[EXERCISE OBJECTIVE] Take the lines below between the one holding "positive clicks: (541, 319)" and the one holding "box: [41, 46, 681, 685]", inclusive, and copy them exactly. Add nothing.

⁂

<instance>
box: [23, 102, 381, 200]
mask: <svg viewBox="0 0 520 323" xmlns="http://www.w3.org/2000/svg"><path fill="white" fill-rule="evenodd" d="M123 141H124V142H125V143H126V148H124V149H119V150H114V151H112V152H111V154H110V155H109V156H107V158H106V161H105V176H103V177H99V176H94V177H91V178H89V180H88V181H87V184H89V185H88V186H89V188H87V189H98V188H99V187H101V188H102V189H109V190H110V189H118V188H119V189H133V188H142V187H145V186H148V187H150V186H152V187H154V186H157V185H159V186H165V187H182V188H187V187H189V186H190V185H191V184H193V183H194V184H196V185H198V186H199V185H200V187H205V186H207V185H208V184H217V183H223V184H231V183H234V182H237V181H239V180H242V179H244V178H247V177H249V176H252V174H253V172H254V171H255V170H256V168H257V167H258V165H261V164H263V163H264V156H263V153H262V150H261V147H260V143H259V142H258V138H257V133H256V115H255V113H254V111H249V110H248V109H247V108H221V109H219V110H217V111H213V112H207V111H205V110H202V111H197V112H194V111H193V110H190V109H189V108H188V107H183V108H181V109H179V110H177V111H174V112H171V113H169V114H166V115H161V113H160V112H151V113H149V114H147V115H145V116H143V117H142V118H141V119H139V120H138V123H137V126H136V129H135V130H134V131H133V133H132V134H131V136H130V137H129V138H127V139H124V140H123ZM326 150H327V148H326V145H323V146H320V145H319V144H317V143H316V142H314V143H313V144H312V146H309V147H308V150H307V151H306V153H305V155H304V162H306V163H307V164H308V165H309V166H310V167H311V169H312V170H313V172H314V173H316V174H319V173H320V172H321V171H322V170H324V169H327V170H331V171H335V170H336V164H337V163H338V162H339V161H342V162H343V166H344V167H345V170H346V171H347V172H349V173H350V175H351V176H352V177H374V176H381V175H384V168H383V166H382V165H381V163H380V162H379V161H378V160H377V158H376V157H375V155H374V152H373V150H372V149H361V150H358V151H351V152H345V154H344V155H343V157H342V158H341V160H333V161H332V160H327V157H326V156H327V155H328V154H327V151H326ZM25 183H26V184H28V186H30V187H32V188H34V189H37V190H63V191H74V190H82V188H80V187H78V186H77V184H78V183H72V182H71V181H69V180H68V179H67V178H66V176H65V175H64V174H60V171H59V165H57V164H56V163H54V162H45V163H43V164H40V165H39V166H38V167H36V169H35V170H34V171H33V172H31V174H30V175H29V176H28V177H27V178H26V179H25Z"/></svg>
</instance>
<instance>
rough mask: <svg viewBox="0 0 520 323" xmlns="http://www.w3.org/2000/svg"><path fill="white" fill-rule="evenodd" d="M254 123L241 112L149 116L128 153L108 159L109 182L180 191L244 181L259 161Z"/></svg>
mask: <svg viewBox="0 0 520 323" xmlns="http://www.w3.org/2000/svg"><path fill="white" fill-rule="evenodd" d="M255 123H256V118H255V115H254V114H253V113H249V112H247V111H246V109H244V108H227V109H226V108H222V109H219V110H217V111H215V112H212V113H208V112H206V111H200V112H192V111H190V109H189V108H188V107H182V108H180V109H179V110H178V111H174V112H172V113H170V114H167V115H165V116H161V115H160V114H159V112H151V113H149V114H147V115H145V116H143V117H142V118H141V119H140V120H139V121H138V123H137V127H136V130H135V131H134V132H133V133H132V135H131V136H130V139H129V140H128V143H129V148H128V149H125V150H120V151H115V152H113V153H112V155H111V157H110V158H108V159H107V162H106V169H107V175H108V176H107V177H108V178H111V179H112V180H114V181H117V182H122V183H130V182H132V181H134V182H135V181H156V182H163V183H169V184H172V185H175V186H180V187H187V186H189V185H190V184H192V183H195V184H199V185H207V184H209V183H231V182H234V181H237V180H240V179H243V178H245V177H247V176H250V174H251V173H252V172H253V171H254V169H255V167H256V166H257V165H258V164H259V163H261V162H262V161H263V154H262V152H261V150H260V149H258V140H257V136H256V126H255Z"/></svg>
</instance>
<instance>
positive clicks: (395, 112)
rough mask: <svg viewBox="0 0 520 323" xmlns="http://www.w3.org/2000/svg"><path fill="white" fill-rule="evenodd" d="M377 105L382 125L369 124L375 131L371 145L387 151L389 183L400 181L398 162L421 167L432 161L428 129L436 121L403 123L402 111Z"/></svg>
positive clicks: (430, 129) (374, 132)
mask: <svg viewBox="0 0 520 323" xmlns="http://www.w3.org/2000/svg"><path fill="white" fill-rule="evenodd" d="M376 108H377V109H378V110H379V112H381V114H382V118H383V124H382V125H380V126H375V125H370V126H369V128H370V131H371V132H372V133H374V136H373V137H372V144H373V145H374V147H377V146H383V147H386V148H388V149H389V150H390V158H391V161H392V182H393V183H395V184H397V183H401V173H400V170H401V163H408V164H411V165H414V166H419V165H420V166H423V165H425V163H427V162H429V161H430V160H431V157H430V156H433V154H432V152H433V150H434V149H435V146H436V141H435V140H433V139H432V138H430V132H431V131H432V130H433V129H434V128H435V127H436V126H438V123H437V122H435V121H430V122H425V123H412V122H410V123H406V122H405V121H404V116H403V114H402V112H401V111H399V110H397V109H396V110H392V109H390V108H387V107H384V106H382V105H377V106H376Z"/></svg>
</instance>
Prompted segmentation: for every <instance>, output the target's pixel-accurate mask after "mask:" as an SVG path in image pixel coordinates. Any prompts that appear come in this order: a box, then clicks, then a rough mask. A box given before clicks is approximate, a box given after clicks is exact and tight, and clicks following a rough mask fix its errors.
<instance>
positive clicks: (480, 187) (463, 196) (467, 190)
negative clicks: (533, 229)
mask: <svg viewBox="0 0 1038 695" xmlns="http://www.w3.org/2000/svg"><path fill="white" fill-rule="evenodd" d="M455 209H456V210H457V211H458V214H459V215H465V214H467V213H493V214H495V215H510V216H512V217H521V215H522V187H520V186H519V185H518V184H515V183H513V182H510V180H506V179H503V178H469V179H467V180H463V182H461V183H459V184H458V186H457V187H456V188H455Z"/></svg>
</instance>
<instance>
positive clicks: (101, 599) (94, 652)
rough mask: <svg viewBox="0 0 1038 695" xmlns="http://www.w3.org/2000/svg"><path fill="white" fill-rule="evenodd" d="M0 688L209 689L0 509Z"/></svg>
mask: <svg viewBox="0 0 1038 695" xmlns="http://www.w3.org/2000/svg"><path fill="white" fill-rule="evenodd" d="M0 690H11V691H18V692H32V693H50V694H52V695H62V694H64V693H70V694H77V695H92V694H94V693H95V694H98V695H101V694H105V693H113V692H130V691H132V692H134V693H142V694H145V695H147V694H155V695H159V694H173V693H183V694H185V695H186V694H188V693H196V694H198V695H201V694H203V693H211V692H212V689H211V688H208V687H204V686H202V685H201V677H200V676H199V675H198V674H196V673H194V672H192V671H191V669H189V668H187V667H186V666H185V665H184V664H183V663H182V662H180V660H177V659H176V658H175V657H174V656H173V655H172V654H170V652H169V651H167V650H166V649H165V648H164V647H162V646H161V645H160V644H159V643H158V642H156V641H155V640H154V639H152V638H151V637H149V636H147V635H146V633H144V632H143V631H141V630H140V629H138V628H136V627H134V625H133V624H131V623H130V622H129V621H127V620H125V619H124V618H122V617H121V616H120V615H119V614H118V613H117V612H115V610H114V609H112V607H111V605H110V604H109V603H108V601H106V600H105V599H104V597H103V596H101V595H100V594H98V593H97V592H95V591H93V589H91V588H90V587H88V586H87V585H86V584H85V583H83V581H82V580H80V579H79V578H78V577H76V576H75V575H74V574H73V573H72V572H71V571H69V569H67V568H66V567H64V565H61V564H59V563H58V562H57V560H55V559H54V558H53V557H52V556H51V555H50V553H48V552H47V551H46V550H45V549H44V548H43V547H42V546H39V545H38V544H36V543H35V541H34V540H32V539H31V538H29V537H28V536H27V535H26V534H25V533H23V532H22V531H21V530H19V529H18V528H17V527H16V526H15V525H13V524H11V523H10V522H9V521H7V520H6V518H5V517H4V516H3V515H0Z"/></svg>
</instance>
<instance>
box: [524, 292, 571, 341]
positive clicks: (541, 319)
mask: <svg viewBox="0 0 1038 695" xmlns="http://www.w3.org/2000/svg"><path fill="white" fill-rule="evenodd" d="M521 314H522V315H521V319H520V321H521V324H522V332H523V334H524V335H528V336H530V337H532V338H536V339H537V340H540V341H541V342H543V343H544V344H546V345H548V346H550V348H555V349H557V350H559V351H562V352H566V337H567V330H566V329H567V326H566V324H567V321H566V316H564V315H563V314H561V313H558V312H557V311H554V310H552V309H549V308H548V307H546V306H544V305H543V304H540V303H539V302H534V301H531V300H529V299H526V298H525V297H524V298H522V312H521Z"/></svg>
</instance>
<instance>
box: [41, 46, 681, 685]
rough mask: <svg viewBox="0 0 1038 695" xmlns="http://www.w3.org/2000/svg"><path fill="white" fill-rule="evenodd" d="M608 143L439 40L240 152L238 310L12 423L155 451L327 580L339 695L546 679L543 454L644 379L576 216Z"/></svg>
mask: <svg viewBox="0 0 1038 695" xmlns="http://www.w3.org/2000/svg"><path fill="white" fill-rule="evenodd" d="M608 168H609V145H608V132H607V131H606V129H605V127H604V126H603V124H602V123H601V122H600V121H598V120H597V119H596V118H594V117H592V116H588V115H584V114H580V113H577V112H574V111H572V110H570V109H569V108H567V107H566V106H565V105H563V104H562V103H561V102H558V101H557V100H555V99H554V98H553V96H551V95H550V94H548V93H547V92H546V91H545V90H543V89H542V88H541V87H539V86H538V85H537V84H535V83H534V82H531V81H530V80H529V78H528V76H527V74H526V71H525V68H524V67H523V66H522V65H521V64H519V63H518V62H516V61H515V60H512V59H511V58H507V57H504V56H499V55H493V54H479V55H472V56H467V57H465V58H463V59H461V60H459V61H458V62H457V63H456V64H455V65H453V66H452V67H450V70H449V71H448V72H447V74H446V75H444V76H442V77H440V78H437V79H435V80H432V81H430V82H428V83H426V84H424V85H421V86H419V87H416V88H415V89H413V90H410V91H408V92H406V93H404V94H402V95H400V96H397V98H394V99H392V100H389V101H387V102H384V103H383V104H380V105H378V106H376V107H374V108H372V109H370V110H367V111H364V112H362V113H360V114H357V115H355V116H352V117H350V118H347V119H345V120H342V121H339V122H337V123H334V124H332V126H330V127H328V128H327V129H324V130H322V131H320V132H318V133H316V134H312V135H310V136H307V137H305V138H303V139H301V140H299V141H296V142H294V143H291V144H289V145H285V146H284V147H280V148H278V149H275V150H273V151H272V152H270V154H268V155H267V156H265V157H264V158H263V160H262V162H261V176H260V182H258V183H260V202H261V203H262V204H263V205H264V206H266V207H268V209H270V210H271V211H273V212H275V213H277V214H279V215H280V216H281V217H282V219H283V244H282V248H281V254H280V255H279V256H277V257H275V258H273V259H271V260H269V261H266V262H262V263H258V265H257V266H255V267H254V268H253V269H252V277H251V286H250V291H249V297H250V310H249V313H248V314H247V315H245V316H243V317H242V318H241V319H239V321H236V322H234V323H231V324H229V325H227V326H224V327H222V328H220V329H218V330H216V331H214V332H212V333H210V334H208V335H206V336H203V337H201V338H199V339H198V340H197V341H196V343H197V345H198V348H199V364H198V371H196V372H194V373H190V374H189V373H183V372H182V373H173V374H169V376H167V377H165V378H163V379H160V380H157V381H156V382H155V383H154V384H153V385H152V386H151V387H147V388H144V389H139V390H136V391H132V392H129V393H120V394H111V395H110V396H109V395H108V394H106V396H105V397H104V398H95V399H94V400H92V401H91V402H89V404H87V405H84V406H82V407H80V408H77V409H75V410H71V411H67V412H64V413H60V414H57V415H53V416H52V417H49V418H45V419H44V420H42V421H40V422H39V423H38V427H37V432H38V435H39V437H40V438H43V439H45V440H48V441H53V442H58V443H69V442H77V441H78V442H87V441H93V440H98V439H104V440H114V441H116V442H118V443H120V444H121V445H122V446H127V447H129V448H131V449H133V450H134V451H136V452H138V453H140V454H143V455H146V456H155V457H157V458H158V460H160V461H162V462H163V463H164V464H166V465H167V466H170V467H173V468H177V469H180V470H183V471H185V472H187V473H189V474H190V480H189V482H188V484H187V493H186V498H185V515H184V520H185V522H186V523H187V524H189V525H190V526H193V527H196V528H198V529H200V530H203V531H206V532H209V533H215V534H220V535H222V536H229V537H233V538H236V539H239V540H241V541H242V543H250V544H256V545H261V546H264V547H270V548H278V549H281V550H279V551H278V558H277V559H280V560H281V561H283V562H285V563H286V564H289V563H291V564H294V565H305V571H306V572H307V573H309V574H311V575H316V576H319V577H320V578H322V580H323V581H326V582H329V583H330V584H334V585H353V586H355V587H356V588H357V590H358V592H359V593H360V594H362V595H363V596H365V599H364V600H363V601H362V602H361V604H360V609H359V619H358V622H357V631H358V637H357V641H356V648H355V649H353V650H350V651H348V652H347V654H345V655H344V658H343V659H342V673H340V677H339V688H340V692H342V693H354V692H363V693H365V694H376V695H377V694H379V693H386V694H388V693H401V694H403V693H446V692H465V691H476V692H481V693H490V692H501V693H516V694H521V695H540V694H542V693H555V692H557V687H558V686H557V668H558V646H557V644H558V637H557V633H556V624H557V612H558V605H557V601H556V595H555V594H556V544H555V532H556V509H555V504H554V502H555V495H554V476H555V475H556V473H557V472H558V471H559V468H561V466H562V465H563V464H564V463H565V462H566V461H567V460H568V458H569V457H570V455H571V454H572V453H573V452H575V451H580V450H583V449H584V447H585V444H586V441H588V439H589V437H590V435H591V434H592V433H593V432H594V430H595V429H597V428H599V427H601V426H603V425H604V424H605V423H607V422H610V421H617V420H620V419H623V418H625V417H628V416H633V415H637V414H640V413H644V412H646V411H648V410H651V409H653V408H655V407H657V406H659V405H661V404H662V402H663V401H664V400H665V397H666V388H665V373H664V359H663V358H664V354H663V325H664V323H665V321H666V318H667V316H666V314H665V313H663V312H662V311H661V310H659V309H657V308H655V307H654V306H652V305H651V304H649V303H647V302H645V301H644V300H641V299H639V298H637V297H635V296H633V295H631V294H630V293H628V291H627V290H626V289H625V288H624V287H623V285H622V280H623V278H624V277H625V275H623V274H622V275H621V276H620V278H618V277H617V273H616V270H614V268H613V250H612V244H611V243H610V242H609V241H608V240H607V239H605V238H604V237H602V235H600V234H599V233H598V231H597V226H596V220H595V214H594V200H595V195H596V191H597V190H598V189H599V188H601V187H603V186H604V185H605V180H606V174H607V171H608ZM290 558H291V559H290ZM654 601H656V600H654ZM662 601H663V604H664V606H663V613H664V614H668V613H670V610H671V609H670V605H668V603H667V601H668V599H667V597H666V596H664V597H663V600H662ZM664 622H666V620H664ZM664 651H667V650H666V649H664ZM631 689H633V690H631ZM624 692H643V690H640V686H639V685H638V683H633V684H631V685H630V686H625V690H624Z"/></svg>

⁂

[RESPONSE BOX]
positive clicks: (541, 319)
mask: <svg viewBox="0 0 1038 695" xmlns="http://www.w3.org/2000/svg"><path fill="white" fill-rule="evenodd" d="M521 314H522V315H521V319H520V321H521V324H522V332H523V334H524V335H528V336H530V337H532V338H536V339H537V340H540V341H541V342H543V343H544V344H546V345H548V346H550V348H555V349H557V350H559V351H562V352H566V337H567V330H566V329H567V326H566V324H567V321H566V316H564V315H563V314H561V313H558V312H557V311H554V310H552V309H549V308H548V307H546V306H544V305H543V304H540V303H539V302H534V301H531V300H529V299H526V298H525V297H524V298H522V312H521Z"/></svg>
</instance>
<instance>
box: [41, 46, 681, 685]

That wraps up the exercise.